PROVIDED DATA:
▽

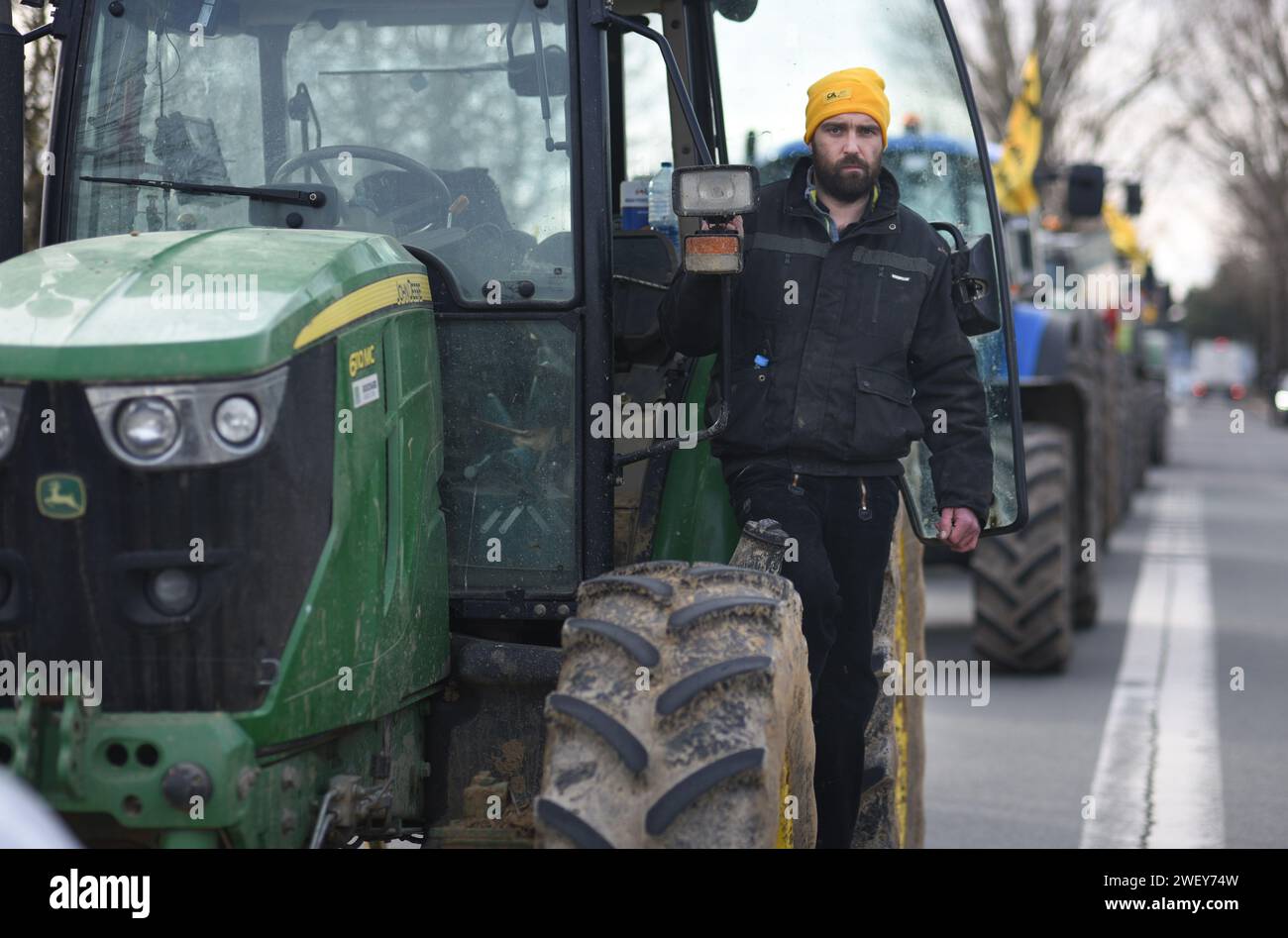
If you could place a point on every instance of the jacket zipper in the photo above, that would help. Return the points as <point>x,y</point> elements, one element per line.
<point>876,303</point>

△
▽

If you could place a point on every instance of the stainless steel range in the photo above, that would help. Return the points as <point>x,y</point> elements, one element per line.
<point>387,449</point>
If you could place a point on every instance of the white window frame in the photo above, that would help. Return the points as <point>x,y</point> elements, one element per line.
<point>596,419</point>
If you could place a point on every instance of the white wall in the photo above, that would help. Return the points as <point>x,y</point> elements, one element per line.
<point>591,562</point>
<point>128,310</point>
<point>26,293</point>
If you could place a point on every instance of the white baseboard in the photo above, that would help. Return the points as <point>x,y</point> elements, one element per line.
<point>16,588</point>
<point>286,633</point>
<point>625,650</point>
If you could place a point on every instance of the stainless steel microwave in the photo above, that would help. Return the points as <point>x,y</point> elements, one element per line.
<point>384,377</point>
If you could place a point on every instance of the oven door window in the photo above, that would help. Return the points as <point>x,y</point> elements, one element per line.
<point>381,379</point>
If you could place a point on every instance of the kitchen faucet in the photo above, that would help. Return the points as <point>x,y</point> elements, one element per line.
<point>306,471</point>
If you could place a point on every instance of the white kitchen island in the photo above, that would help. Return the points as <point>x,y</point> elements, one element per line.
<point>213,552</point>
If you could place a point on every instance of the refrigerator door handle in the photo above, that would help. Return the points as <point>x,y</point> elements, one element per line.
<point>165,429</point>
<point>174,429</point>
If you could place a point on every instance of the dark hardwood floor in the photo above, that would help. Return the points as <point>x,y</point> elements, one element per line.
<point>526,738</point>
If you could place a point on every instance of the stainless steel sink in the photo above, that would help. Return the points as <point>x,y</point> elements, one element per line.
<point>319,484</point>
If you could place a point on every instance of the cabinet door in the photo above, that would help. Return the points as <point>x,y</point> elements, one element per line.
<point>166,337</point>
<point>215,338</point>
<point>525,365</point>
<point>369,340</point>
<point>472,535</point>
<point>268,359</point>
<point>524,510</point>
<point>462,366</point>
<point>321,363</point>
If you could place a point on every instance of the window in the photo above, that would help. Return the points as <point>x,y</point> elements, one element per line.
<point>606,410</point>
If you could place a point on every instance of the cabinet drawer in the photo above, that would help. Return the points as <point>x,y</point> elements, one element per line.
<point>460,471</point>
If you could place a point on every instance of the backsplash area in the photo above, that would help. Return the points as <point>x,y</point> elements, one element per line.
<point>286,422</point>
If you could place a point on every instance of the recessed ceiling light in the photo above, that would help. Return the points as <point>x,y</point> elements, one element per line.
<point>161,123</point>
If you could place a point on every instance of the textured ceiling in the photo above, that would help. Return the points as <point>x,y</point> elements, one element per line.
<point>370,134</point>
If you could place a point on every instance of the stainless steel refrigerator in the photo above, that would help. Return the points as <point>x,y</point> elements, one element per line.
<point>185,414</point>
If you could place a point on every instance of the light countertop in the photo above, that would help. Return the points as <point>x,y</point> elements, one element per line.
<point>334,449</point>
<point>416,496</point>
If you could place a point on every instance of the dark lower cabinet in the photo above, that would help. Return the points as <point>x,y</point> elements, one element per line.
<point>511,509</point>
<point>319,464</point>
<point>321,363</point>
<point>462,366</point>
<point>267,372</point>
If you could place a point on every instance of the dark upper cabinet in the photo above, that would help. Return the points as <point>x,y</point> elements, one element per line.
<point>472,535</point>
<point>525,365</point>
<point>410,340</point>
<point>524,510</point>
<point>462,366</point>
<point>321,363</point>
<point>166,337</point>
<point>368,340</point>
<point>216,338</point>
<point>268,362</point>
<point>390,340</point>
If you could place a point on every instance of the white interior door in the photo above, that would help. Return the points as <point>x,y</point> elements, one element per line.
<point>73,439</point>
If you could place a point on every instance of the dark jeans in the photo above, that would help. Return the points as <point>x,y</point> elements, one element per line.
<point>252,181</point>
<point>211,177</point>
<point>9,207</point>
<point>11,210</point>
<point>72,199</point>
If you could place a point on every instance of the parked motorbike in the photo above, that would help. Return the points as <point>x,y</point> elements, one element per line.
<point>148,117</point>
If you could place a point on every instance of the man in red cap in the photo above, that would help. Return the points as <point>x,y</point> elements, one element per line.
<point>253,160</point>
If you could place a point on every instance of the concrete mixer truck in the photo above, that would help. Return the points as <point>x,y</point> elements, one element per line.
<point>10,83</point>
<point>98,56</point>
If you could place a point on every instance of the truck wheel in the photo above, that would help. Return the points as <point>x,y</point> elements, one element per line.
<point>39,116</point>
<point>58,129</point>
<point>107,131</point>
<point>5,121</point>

△
▽

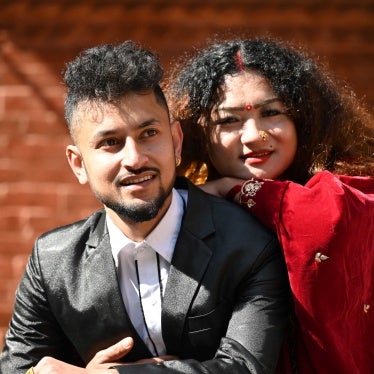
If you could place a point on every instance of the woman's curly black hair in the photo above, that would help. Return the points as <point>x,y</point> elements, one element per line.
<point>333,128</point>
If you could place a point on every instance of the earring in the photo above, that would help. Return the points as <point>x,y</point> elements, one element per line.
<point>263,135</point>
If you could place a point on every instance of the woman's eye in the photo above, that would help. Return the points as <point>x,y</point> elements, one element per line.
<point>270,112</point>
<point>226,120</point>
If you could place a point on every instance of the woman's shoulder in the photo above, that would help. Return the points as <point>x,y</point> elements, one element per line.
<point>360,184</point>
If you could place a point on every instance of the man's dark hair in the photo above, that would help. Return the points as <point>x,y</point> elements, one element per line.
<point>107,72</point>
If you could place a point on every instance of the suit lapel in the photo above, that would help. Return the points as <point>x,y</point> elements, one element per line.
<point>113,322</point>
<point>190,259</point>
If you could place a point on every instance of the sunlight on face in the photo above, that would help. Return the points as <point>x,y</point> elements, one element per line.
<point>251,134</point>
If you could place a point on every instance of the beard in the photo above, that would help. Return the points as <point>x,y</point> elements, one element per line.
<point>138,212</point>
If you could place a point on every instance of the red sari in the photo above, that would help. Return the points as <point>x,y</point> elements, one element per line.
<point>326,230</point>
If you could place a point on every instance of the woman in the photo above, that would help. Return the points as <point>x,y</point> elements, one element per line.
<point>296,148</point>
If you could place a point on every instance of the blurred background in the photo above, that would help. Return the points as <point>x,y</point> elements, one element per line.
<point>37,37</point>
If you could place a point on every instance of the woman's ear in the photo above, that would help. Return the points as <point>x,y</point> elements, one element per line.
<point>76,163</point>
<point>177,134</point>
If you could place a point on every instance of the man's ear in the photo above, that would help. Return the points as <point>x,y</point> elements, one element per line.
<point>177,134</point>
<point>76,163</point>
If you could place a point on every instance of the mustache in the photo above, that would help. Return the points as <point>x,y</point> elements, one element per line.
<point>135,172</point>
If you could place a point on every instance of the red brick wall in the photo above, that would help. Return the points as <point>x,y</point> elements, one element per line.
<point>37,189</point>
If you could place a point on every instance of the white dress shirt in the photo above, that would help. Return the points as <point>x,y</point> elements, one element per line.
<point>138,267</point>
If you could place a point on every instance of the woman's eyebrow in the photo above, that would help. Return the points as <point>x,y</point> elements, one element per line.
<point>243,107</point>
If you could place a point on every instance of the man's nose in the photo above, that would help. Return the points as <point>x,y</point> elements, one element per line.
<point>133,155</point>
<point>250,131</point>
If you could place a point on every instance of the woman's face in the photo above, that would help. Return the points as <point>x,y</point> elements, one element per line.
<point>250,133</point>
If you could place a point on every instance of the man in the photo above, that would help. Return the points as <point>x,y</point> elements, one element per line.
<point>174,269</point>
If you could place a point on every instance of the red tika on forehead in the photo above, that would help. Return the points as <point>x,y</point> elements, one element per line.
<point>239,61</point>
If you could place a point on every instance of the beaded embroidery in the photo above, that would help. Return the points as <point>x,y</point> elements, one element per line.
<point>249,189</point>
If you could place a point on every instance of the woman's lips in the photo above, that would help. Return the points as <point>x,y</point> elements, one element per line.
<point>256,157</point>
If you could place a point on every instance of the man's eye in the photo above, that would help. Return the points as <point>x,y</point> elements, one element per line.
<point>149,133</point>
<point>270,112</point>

△

PROBLEM TO SOLVE:
Copy out only the lines from the line with "the white interior" to the line with "<point>253,160</point>", requests included. Shift every coordinate in the answers by -130.

FULL RESPONSE:
If you could place a point on every instance of the white interior door in the photo above, that would help. Return the points as <point>x,y</point> elements, one element per line.
<point>-57,309</point>
If you could place a point on every instance of the dark jeans in the photo above, that would help. Return the points as <point>x,y</point> elements, one element per line.
<point>122,51</point>
<point>81,47</point>
<point>-121,77</point>
<point>-119,80</point>
<point>-58,69</point>
If you could place a point on every instance of the parked motorbike in the photo above, that would help. Return the points as <point>x,y</point> elements, one element per line.
<point>18,-13</point>
If you could place a point on every instance of the man in red cap in the photo above, that would help. Return the points as <point>x,y</point> elements, one element per line.
<point>123,30</point>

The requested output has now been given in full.